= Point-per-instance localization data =
--- START ---

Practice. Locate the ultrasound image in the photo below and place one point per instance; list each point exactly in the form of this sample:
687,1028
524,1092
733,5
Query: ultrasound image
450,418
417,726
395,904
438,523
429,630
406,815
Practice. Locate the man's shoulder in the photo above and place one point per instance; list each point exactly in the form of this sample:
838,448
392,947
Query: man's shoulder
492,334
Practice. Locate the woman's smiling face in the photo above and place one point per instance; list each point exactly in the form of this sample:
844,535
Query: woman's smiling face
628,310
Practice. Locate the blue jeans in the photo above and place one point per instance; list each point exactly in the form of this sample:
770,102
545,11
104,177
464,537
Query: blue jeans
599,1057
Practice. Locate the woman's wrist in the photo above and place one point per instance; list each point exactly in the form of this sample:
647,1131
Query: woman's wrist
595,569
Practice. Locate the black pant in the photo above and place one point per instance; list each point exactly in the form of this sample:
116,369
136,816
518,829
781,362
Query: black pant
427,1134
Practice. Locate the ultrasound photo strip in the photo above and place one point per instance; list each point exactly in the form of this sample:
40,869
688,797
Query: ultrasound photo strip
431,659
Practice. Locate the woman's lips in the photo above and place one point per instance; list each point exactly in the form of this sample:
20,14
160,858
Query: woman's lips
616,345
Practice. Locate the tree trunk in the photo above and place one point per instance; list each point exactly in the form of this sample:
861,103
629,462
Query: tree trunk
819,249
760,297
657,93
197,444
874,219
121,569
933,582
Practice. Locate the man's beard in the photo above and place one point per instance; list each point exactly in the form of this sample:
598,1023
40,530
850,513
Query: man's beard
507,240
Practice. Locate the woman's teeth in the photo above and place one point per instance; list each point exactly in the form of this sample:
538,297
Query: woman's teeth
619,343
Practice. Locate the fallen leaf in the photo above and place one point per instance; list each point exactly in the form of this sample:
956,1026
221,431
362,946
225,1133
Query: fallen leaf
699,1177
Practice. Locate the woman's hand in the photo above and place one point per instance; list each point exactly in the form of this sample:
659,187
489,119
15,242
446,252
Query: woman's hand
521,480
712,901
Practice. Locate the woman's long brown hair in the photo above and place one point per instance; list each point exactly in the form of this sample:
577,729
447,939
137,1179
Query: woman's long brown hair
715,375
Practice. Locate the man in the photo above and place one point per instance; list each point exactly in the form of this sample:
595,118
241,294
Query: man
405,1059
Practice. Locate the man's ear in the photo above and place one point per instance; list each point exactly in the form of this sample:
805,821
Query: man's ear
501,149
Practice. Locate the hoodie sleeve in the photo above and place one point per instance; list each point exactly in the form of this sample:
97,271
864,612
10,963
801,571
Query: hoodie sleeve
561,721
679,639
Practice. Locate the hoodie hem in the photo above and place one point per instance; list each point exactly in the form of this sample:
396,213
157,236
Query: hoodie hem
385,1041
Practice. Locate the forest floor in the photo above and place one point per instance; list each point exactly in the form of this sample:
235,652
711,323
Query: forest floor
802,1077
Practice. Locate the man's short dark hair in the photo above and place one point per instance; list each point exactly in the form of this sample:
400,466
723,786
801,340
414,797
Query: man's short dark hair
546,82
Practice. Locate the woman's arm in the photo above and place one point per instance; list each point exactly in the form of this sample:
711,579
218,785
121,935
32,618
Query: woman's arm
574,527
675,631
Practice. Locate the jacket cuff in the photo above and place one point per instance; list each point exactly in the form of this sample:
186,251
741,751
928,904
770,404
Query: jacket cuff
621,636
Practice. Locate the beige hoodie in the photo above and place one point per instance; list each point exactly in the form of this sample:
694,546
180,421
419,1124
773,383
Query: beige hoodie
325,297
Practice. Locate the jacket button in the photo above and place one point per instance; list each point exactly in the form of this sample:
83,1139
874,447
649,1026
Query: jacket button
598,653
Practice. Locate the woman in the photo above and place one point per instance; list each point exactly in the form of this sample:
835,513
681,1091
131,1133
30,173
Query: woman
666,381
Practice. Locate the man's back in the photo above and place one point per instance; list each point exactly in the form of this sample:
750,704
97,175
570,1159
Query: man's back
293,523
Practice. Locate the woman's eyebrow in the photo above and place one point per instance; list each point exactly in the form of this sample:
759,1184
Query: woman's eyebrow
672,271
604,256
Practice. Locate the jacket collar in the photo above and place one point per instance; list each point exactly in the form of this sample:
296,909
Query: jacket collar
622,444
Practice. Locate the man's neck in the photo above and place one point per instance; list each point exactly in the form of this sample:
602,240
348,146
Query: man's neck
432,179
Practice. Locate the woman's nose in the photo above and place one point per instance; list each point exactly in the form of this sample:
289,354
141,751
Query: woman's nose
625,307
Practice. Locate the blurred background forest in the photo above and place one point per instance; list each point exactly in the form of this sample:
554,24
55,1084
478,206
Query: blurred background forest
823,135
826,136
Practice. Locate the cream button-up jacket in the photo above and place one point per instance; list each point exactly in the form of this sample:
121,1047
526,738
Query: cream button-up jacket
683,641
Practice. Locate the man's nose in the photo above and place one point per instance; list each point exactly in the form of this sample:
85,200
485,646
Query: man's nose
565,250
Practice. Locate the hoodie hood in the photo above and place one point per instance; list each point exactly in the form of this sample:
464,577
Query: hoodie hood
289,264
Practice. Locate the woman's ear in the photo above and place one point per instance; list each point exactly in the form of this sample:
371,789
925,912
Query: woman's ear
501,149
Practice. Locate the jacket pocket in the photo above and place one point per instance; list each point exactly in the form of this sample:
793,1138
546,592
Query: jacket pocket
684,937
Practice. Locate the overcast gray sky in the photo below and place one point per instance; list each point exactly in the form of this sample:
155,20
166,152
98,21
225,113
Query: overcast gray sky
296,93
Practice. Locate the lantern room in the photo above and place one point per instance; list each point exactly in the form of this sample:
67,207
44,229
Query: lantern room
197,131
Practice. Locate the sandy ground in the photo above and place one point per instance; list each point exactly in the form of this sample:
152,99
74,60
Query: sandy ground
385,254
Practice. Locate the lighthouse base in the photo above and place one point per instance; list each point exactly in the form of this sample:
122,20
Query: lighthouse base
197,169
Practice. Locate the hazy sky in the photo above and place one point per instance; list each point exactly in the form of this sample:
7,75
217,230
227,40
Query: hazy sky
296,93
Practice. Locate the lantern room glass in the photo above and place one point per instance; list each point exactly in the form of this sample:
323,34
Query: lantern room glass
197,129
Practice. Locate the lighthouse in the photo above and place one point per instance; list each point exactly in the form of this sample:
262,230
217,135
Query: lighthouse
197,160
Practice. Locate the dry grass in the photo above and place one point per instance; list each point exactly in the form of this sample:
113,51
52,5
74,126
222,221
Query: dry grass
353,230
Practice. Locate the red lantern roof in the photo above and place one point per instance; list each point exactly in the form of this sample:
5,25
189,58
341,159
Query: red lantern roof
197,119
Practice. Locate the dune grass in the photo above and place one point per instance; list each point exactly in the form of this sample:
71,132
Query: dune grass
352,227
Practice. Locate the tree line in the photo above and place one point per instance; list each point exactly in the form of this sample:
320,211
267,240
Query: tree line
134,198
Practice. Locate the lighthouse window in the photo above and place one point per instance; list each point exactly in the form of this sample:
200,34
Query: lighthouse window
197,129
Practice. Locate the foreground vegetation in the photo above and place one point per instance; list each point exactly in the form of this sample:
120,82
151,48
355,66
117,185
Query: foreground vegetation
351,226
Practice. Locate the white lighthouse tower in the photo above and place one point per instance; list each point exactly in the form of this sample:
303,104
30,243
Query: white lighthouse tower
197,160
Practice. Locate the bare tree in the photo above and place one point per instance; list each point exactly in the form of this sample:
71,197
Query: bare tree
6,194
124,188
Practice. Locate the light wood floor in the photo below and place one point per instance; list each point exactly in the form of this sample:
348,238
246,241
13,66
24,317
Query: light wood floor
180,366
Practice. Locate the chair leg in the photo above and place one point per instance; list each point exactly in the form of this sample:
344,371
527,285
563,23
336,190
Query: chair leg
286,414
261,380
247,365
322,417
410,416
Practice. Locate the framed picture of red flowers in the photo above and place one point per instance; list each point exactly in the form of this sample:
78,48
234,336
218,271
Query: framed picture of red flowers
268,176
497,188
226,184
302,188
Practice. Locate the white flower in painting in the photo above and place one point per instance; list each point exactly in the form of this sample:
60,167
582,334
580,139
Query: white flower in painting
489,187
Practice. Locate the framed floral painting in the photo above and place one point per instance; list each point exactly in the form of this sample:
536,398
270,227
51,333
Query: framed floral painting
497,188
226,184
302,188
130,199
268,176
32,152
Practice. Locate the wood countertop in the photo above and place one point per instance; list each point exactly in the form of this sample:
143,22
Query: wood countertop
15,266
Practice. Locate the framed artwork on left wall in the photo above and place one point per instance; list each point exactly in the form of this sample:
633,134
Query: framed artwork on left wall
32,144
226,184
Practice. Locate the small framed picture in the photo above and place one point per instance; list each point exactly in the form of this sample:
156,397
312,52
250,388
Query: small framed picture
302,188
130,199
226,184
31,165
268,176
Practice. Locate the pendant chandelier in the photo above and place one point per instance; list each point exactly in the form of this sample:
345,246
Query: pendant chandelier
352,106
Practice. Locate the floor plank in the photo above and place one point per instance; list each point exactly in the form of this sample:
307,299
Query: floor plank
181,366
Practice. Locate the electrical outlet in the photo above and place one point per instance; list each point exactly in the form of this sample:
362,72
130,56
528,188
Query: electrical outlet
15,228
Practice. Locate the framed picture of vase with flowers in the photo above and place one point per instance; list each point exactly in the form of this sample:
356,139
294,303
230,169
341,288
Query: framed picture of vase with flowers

--- END ---

= Requirement =
Every line that holds the string "below" must be copied from the records above.

= Exercise result =
Practice. Locate the ultrasound image in the photo below and place one point per instance; list each point exactly in the form of this sample:
Practice. Locate the overcast gray sky in the photo below and place one point per instance; list each point exactly in the form of this sample:
Practice. Locate the light wood floor in the photo below and place one point per instance; list each point exactly in the form of this sample:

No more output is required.